[PASSAGE SHOWN Boundary: Start]

Bardoc confident of longer mine life at namesake gold project

Monday, 13 September, 2021 - 15:30

ASX-listed aspiring gold developer Bardoc Gold’s hopes of increasing the forecast mine life of its namesake multi-deposit gold project near Kalgoorlie in WA have been buoyed by recent encouraging extensional and infill drilling results. Best numbers from the latest diamond drill hits from gold-bearing lodes at the key Zoroastrian deposit area are 4.5 metres grading a solid 3.53 grams per tonne gold from 102m, 1m weighing in at 11.7 g/t from 466m and 6m at 2.44 g/t from 460m.

As it eyes a final investment decision on the proposed $232.4 million development of the Bardoc gold mine by the end of this year, the Perth-based company also returned an intersection from resource definition drilling at Zoroastrian that exceeded expectations.

The intersection, which pierced the Zoroastrian South lode, tipped the scales at 5.2m going 4.97 g/t gold from 379m including 1.69m at 14.1 g/t from 381.62m. Bardoc says the grades registered were higher than reflected in the existing resource model.

The company says the upshot of the drilling so far has been to extend the known gold mineralisation at Zoroastrian more than 150m down plunge from the current mineral resource outer limits.

Bardoc Gold Chief Executive Officer Rob Ryan said: “These results support our view that there is immense potential to grow the inventory and mine life at Zoroastrian through extensions to the known mineralisation at depth and in new areas.”

“The diamond drilling program we commenced in August has already confirmed the presence of mineralisation 150m below the current resource envelope, providing strong evidence for what we have long suspected – that the multi-lode system at Zoroastrian extends at depth.”

Zoroastrian’s underground ore reserves currently stand at 839,000 tonnes averaging a respectable grade of 3.6 g/t for 98,000 ounces of contained gold.

The reserves occur within an overall underground and open-pittable indicated and inferred mineral resource for Zoroastrian of 7.5 million tonnes at 2.2 g/t for 530,000 ounces of contained gold.

Bardoc says drilling is continuing at Zoroastrian and it intends using the assay data to generate an updated resource model.

Last week the company unveiled a cash flow optimisation study that showed a ramp-up in early cash flows and gold production by bringing forward the mining of Aphrodite, another of the Bardoc project’s key deposits.

The revised mine plan also incorporates relocating the processing plant to alongside Aphrodite.

According to the optimisation study, Bardoc will pump out about 150,000 ounces of gold per annum by year three courtesy of about 80,000 additional ounces mined compared to the output originally envisaged in an earlier definitive feasibility study across the first five years.

Life of mine free cash flows for the project total about $795 million or an average of $79.5 million a year assuming a gold price of $2,450 per ounce, with average all-in sustaining costs of production estimated at $1,301 an ounce.

Aphrodite comes gift wrapped with open-pittable ore reserves of 3.96 million tonnes at 1.8 g/t for 229,000 ounces of gold and underground reserves of 3.13 million tonnes at 3.4 g/t for 344,000 ounces of gold for a combined 573,000 ounces.

The study puts Bardoc’s anticipated initial life of mine at 10 years.

[PASSAGE SHOWN Boundary: End]

■ ACTIONS TO TAKE:
1. Using the Bardoc gold article, decide whether each statement agrees with it: (a) The diamond drilling program started in August. (b) The revised mine plan moves the processing plant next to Zoroastrian. (c) The study expects an initial mine life of 10 years. Answer yes or no for each and quote the words from the article that decide it.
2. Retype the part of the Bardoc gold article that opens with the words containing "Zoroastrian’s underground ore" and closes with "project’s key deposits.".
3. According to the Bardoc gold article, what are Zoroastrian's current underground ore reserves?

[INFORMATION GIVEN Boundary: Start]

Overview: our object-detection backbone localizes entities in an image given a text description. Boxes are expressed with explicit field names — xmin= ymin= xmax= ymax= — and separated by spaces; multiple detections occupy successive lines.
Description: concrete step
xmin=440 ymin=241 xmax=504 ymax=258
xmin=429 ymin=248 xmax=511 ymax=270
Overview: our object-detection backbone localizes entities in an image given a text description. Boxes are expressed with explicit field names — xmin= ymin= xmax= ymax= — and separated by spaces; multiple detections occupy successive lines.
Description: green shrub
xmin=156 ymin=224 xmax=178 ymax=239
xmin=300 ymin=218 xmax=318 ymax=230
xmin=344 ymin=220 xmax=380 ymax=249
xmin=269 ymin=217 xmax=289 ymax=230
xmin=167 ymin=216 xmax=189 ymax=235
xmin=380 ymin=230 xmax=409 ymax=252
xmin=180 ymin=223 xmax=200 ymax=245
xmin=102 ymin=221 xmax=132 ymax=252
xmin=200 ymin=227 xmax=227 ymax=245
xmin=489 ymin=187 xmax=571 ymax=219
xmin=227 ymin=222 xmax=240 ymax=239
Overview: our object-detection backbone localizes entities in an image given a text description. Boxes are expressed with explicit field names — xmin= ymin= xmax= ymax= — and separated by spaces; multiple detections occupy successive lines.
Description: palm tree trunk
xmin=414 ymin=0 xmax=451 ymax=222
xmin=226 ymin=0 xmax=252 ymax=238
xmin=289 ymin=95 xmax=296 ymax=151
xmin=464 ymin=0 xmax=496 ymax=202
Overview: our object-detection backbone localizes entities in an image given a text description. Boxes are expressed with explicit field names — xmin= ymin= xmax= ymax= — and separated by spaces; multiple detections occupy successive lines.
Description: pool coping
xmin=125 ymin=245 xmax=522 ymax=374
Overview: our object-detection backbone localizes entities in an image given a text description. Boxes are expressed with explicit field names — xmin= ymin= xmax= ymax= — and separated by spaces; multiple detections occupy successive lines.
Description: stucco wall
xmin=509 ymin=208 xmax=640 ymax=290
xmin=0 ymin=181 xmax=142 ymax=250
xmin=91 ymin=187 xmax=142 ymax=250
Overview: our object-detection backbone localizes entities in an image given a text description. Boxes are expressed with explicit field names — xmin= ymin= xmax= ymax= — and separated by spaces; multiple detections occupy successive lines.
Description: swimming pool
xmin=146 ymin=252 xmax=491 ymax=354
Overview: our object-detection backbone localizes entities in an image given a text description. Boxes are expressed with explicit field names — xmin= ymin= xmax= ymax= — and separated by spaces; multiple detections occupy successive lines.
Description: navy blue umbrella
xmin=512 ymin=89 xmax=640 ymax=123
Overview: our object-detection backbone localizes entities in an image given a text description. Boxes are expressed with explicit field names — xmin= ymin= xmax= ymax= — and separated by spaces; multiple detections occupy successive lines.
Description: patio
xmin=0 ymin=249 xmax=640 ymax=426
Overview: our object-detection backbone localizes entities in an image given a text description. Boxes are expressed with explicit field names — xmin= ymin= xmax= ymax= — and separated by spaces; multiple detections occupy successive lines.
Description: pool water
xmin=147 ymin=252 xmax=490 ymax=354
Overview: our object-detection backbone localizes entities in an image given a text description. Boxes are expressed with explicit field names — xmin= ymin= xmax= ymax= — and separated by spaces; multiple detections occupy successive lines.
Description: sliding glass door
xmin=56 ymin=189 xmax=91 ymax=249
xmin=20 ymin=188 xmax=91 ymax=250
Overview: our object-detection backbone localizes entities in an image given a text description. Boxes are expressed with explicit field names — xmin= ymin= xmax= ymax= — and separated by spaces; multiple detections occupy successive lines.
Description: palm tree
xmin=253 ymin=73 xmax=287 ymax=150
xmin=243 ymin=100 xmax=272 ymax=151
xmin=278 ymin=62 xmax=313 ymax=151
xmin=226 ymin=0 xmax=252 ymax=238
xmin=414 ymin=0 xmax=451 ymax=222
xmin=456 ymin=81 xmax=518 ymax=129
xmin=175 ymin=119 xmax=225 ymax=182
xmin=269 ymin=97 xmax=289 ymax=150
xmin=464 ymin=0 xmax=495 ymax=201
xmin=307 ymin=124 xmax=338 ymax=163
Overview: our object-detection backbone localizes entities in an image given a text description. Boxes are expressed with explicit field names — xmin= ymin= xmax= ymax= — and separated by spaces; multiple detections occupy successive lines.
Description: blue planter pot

[INFORMATION GIVEN Boundary: End]

■ TASK-BY-TASK ANSWERS:
1.
(a) Yes: "The diamond drilling program we commenced in August"
(b) No: "relocating the processing plant to alongside Aphrodite"
(c) Yes: "anticipated initial life of mine at 10 years"

2.
Zoroastrian’s underground ore reserves currently stand at 839,000 tonnes averaging a respectable grade of 3.6 g/t for 98,000 ounces of contained gold.

The reserves occur within an overall underground and open-pittable indicated and inferred mineral resource for Zoroastrian of 7.5 million tonnes at 2.2 g/t for 530,000 ounces of contained gold.

Bardoc says drilling is continuing at Zoroastrian and it intends using the assay data to generate an updated resource model.

Last week the company unveiled a cash flow optimisation study that showed a ramp-up in early cash flows and gold production by bringing forward the mining of Aphrodite, another of the Bardoc project’s key deposits.

3. 839,000 tonnes averaging 3.6 g/t for 98,000 ounces of contained gold.